[Opdracht A] Zoek in de lijst verderop elke regel waarin de tekenreeks "raising" voorkomt. Neem die regels ongewijzigd over.

[Te lezen fragment]
No sleep ‘Til burg

Hoe lang is het al wel niet geleden dat ik iets heb geschreven op dit blog? Een klein jaartje of zo. Oké, ik schreef nog één klein blogje op Kennisnet Jeugd, de kennis-delen-site van het Nederlands Jeugdinstituut. Op verzoek. Maar daar bleef het dan ook bij. Ik was even helemaal klaar met bloggen, had geen nieuwe stof tot schrijven meer.  Radiostilte dus.

[Opdracht B] Geef het blogfragment hierboven volledig en woord voor woord weer.

Opgeslagen invoer:
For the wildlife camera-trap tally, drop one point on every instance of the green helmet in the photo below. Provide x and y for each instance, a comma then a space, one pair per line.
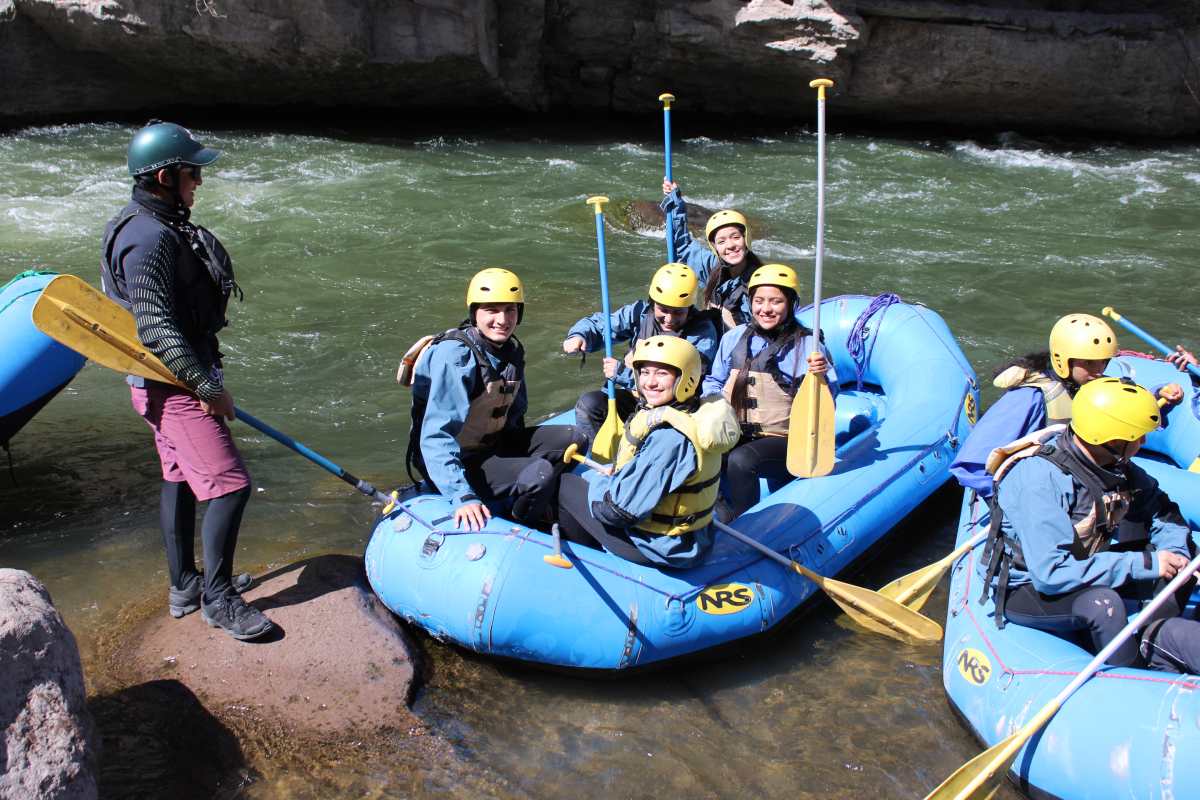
165, 144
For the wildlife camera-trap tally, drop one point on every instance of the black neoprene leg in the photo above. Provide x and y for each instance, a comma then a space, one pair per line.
177, 511
220, 534
750, 461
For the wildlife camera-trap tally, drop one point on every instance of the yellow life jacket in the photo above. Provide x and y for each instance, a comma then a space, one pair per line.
1055, 395
713, 431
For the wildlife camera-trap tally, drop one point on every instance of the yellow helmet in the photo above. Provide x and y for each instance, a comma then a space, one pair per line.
774, 275
675, 286
1113, 408
496, 284
721, 218
675, 352
1080, 336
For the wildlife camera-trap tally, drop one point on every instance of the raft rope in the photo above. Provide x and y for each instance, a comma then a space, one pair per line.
859, 334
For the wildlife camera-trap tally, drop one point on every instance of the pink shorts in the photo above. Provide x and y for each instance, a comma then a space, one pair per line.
192, 445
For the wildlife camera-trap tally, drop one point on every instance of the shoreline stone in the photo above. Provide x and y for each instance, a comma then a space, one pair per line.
48, 747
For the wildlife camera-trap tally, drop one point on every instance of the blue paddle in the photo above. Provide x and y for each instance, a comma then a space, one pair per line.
605, 443
1109, 311
667, 98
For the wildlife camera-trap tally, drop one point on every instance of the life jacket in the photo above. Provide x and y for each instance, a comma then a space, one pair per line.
769, 392
1093, 527
713, 431
1054, 392
203, 277
491, 397
649, 326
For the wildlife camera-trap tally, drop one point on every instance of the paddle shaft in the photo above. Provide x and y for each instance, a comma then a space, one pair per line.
1146, 337
766, 551
820, 253
604, 289
666, 166
313, 456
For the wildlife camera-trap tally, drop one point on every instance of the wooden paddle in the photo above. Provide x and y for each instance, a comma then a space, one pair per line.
913, 589
73, 313
605, 443
979, 777
868, 608
810, 428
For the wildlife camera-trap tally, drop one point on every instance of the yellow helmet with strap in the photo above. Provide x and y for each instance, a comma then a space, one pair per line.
1080, 336
496, 284
675, 286
1108, 409
774, 275
675, 352
723, 218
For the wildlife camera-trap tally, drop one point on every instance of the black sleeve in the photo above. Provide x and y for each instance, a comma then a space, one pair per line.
149, 264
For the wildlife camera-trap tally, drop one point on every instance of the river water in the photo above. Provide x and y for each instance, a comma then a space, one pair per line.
349, 246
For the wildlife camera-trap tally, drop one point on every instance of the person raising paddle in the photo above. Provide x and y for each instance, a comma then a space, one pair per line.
1061, 497
175, 278
468, 433
723, 264
669, 310
759, 368
1038, 391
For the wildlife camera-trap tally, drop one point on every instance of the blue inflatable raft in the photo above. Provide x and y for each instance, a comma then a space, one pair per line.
491, 591
1132, 734
33, 366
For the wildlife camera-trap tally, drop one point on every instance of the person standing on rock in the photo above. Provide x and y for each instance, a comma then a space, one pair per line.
723, 264
175, 278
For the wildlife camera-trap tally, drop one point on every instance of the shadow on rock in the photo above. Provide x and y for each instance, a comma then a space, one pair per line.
315, 577
160, 741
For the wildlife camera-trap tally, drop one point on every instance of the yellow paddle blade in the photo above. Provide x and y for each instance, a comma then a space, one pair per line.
73, 313
810, 429
604, 446
875, 612
913, 589
981, 777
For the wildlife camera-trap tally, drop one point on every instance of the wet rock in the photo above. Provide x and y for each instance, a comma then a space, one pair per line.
160, 741
1119, 66
47, 749
647, 215
339, 661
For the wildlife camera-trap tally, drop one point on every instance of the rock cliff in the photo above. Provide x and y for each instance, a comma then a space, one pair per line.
1127, 67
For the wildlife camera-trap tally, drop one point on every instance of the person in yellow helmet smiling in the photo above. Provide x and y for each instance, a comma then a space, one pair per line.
468, 433
667, 310
1038, 391
723, 264
655, 506
1054, 559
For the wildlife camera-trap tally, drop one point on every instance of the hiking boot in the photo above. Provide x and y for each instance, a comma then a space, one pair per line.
184, 601
235, 617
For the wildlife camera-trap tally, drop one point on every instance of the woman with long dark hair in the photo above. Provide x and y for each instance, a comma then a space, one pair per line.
724, 263
759, 368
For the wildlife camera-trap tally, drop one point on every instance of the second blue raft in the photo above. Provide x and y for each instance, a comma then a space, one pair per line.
33, 366
491, 591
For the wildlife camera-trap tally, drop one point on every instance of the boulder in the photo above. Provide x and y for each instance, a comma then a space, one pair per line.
48, 740
1111, 66
337, 662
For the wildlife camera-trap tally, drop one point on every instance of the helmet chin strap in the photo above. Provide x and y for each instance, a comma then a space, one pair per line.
1120, 455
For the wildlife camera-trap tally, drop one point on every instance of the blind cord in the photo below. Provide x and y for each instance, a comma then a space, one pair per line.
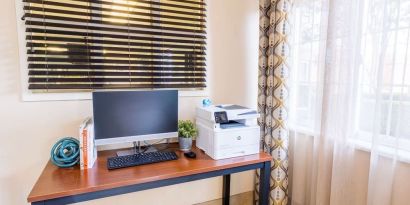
66, 152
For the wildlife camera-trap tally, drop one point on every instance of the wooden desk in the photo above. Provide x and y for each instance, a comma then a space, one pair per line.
64, 186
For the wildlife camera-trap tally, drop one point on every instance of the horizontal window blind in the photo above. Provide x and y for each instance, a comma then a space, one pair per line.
108, 44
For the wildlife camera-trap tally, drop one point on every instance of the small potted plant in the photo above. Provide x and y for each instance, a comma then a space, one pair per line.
186, 132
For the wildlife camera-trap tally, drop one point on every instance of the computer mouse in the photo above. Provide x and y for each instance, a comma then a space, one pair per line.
190, 154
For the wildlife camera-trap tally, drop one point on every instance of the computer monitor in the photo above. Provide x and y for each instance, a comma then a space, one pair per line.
130, 116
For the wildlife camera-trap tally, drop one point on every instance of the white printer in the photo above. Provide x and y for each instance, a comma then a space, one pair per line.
226, 131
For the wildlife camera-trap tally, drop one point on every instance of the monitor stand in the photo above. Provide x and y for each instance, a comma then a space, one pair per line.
136, 149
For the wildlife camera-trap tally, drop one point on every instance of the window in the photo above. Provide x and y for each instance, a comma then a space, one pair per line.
109, 44
377, 35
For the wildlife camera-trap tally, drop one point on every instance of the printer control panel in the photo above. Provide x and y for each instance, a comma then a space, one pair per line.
221, 117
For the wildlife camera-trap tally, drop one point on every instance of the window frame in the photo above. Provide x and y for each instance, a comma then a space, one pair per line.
30, 96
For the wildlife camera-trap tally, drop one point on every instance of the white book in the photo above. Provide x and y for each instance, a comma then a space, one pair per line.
88, 150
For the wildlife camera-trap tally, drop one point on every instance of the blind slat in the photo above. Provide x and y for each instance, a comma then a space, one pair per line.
36, 46
110, 79
110, 67
106, 17
112, 23
110, 86
29, 24
117, 37
96, 73
104, 43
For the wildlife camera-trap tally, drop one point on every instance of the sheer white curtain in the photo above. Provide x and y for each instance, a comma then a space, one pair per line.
350, 102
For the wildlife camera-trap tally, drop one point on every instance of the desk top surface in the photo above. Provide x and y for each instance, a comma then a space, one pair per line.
57, 182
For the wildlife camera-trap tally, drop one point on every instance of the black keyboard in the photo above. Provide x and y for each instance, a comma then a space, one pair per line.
139, 159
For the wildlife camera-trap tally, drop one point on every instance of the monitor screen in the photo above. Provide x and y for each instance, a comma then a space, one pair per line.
131, 115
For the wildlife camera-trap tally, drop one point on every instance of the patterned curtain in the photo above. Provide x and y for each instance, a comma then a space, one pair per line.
273, 93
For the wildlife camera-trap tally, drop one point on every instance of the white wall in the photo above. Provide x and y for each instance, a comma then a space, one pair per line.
29, 129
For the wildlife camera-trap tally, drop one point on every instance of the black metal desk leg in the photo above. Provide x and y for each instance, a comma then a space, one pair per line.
226, 189
264, 184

[Verwachte uitvoer A]
For the wildlife camera-trap tally, drop one point on every instance of the person raising paddle in the photo above. Provide x and y for each instance, a comma then a space, one pair per line.

[Verwachte uitvoer B]
No sleep ‘Til burg

Hoe lang is het al wel niet geleden dat ik iets heb geschreven op dit blog? Een klein jaartje of zo. Oké, ik schreef nog één klein blogje op Kennisnet Jeugd, de kennis-delen-site van het Nederlands Jeugdinstituut. Op verzoek. Maar daar bleef het dan ook bij. Ik was even helemaal klaar met bloggen, had geen nieuwe stof tot schrijven meer.  Radiostilte dus.